# YOUR OBJECTIVE:
Every record must come back exactly as given.

THE INPUT section start

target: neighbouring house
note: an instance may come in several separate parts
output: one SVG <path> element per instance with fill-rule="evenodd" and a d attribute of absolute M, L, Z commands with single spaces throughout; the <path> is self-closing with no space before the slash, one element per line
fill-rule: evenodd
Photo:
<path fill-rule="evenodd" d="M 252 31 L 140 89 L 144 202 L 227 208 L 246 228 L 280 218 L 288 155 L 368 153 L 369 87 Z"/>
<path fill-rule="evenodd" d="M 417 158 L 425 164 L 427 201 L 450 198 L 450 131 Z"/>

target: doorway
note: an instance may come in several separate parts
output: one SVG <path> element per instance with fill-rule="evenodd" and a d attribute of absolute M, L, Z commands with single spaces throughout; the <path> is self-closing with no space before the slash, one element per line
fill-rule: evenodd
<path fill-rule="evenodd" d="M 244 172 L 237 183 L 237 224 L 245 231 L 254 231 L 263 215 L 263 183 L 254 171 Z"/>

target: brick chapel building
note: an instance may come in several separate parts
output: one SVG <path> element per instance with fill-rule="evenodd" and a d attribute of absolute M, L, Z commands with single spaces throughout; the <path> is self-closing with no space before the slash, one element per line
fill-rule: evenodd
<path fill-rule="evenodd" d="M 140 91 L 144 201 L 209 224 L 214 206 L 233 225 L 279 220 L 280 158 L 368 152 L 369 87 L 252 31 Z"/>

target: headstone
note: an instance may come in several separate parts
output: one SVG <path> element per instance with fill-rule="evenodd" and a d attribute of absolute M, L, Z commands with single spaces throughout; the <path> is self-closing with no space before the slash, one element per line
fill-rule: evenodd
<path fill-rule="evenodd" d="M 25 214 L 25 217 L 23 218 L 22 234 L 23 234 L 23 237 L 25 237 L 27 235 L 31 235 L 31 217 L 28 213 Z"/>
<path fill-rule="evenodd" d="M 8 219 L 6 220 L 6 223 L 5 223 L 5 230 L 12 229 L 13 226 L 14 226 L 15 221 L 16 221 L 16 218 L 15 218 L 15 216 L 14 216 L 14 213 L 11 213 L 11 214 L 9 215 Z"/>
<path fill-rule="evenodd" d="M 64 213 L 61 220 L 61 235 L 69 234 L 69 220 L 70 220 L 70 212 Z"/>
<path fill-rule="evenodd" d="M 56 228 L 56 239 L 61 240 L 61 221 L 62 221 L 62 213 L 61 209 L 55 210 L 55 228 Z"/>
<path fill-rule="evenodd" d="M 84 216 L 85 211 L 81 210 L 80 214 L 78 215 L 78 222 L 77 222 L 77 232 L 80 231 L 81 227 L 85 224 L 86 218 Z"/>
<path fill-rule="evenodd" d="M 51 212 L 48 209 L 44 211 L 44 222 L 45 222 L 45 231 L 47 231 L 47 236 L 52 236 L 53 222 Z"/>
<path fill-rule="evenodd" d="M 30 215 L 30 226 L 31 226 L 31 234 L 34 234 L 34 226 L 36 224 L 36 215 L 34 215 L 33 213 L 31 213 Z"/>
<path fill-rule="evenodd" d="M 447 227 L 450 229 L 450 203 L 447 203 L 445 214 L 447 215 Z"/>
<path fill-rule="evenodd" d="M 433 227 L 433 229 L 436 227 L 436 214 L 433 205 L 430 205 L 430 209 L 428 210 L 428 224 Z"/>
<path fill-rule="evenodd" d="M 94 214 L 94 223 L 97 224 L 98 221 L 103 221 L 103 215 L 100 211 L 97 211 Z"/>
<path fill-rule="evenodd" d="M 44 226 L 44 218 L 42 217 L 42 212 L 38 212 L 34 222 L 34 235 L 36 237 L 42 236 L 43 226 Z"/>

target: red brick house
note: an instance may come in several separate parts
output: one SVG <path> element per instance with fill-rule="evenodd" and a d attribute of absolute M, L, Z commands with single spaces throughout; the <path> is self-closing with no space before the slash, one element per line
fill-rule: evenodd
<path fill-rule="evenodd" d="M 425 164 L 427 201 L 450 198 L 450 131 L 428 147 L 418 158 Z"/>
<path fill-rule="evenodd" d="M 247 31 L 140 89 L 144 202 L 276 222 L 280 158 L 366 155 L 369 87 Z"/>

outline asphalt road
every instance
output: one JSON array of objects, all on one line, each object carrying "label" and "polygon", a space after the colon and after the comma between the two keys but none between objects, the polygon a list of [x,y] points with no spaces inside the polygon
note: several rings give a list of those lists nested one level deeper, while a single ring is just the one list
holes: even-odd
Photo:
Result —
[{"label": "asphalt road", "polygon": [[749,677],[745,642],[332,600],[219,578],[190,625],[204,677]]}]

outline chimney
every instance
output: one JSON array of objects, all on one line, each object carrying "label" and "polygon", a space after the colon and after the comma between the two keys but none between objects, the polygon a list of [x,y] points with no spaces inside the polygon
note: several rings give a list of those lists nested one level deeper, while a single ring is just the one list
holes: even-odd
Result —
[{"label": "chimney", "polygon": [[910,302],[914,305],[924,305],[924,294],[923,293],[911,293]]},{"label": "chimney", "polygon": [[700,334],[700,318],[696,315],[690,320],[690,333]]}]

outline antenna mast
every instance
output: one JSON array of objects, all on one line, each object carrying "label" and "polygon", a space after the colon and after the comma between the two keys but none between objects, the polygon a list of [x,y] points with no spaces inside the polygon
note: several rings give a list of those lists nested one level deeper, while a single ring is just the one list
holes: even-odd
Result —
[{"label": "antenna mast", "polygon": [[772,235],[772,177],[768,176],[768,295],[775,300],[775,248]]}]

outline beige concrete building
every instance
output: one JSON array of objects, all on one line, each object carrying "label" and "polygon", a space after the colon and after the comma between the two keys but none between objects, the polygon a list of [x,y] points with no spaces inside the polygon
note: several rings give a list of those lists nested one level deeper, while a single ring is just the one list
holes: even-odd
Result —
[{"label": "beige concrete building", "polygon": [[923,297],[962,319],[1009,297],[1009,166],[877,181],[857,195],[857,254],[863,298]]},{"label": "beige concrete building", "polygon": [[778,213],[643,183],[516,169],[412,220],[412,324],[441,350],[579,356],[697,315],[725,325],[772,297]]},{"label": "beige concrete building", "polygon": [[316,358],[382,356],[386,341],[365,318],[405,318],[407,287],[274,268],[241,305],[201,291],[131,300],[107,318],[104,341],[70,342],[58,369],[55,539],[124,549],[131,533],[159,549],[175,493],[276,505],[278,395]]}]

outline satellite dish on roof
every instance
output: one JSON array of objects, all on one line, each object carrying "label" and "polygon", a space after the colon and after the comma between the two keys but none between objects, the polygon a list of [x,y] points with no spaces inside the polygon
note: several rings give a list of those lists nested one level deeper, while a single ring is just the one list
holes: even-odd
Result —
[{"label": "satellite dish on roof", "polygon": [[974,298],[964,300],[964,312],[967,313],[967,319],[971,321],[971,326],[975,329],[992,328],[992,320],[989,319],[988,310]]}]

THE INPUT section end

# TASK RESPONSE:
target: neighbouring house
note: an instance may come in several separate parts
output: one SVG <path> element per instance with fill-rule="evenodd" and a d attribute of absolute M, L, Z commands with single spaces throughout; the <path> is self-closing with no space before the slash, one element per line
fill-rule: evenodd
Photo:
<path fill-rule="evenodd" d="M 252 31 L 140 89 L 144 202 L 227 208 L 246 228 L 280 218 L 288 155 L 368 153 L 369 87 Z"/>
<path fill-rule="evenodd" d="M 417 158 L 425 164 L 427 201 L 450 198 L 450 131 Z"/>

target: doorway
note: an instance may come in several separate parts
output: one SVG <path> element per instance with fill-rule="evenodd" and a d attribute of absolute M, L, Z commands with single spaces throughout; the <path> is self-closing with no space before the slash, one element per line
fill-rule: evenodd
<path fill-rule="evenodd" d="M 244 172 L 237 183 L 237 224 L 245 231 L 254 231 L 263 215 L 263 183 L 254 171 Z"/>

target: brick chapel building
note: an instance may come in several separate parts
output: one SVG <path> element per instance with fill-rule="evenodd" and a d attribute of absolute M, L, Z commands with single spaces throughout; the <path> is self-closing with no space before the slash, one element per line
fill-rule: evenodd
<path fill-rule="evenodd" d="M 140 91 L 144 201 L 209 224 L 214 206 L 233 225 L 279 220 L 280 158 L 368 152 L 369 87 L 252 31 Z"/>

target: headstone
note: an instance may come in several separate parts
output: one SVG <path> element per instance with fill-rule="evenodd" and a d attribute of absolute M, L, Z commands with single spaces throughout; the <path> is self-closing with no space before the slash, one element per line
fill-rule: evenodd
<path fill-rule="evenodd" d="M 25 214 L 25 217 L 23 218 L 22 234 L 23 234 L 23 237 L 25 237 L 27 235 L 31 235 L 31 217 L 28 213 Z"/>
<path fill-rule="evenodd" d="M 8 219 L 6 220 L 6 223 L 5 223 L 5 230 L 12 229 L 13 226 L 14 226 L 15 221 L 16 221 L 16 218 L 15 218 L 15 216 L 14 216 L 14 213 L 11 213 L 11 214 L 9 215 Z"/>
<path fill-rule="evenodd" d="M 64 213 L 61 220 L 61 235 L 69 234 L 69 220 L 70 220 L 70 212 Z"/>
<path fill-rule="evenodd" d="M 56 228 L 56 239 L 61 240 L 61 221 L 62 221 L 62 213 L 61 209 L 55 210 L 55 228 Z"/>
<path fill-rule="evenodd" d="M 84 216 L 85 211 L 81 210 L 80 214 L 78 215 L 78 222 L 77 222 L 77 232 L 80 231 L 81 227 L 85 224 L 86 218 Z"/>
<path fill-rule="evenodd" d="M 51 212 L 48 209 L 44 211 L 44 222 L 45 222 L 45 231 L 47 231 L 47 236 L 52 236 L 53 222 Z"/>
<path fill-rule="evenodd" d="M 30 215 L 30 226 L 31 226 L 31 234 L 34 234 L 34 226 L 36 224 L 36 215 L 34 215 L 33 213 L 31 213 Z"/>
<path fill-rule="evenodd" d="M 447 227 L 450 229 L 450 203 L 447 203 L 445 214 L 447 215 Z"/>
<path fill-rule="evenodd" d="M 433 227 L 433 229 L 436 227 L 436 214 L 433 205 L 430 205 L 430 209 L 428 210 L 428 224 Z"/>
<path fill-rule="evenodd" d="M 94 214 L 94 223 L 97 224 L 98 221 L 103 221 L 103 215 L 100 211 L 97 211 Z"/>
<path fill-rule="evenodd" d="M 44 226 L 44 218 L 42 217 L 42 212 L 38 212 L 34 222 L 34 235 L 36 237 L 42 236 L 43 226 Z"/>

target: red brick house
note: an instance may come in several separate parts
output: one SVG <path> element per instance with fill-rule="evenodd" and a d attribute of absolute M, L, Z commands with single spaces throughout; the <path> is self-closing with no space before the slash, one element per line
fill-rule: evenodd
<path fill-rule="evenodd" d="M 425 164 L 427 201 L 450 198 L 450 131 L 428 147 L 418 158 Z"/>
<path fill-rule="evenodd" d="M 247 31 L 140 89 L 144 202 L 276 222 L 280 158 L 366 155 L 369 87 Z"/>

outline asphalt road
every instance
output: one JSON array of objects, all on one line, each object carrying "label" and "polygon", a space after the colon and after the comma between the two keys but none between objects, the polygon a list of [x,y] points with no spaces inside the polygon
note: several rings give a list of those lists nested one level deeper, while a single ring is just the one list
holes: even-odd
Photo:
Result —
[{"label": "asphalt road", "polygon": [[749,677],[745,642],[332,600],[219,578],[190,625],[204,677]]}]

outline chimney
every instance
output: one JSON array of objects, all on one line, each object carrying "label" and "polygon", a space after the colon and after the comma between the two keys but none between objects, the polygon a list of [x,y] points with no spaces inside the polygon
note: several rings give a list of those lists nested one level deeper, while a single ring is just the one list
holes: even-odd
Result —
[{"label": "chimney", "polygon": [[910,302],[914,305],[924,305],[924,294],[923,293],[911,293]]},{"label": "chimney", "polygon": [[700,334],[700,318],[696,315],[690,320],[690,333]]}]

outline antenna mast
every instance
output: one JSON array of objects, all on one line, each object carrying "label" and "polygon", a space after the colon and after the comma between the two keys but none between objects, the polygon a list of [x,y] points with no spaces inside the polygon
note: several rings give a list of those lists nested one level deeper, while a single ring is just the one list
holes: even-odd
Result —
[{"label": "antenna mast", "polygon": [[772,235],[772,177],[768,176],[768,295],[775,300],[775,248]]}]

outline beige concrete building
every instance
output: one JSON array of objects, all on one line, each object carrying "label" and "polygon", a space after the colon and after the comma between the two keys but none between objects, the polygon a list of [x,y] points with no spaces inside the polygon
note: several rings give a list of those lists nested one level deeper, while a single ring is just the one list
holes: even-odd
Result —
[{"label": "beige concrete building", "polygon": [[923,297],[962,319],[1009,297],[1009,166],[877,181],[857,195],[857,254],[863,298]]},{"label": "beige concrete building", "polygon": [[778,213],[643,183],[516,169],[412,220],[412,324],[441,350],[579,356],[697,315],[725,325],[772,297]]},{"label": "beige concrete building", "polygon": [[316,358],[382,356],[386,341],[365,318],[405,318],[407,287],[274,268],[241,305],[201,291],[131,300],[107,318],[104,341],[70,342],[58,369],[55,539],[124,549],[131,533],[159,549],[175,493],[276,505],[278,395]]}]

outline satellite dish on roof
every instance
output: one JSON array of objects, all on one line, each object carrying "label" and "polygon", a space after the colon and after the comma between the two keys but none between objects, the polygon a list of [x,y] points with no spaces inside the polygon
note: several rings give a list of those lists nested one level deeper, while a single ring is just the one list
holes: even-odd
Result —
[{"label": "satellite dish on roof", "polygon": [[974,298],[964,300],[964,312],[967,313],[967,319],[971,321],[971,326],[975,329],[992,328],[992,320],[989,319],[988,310]]}]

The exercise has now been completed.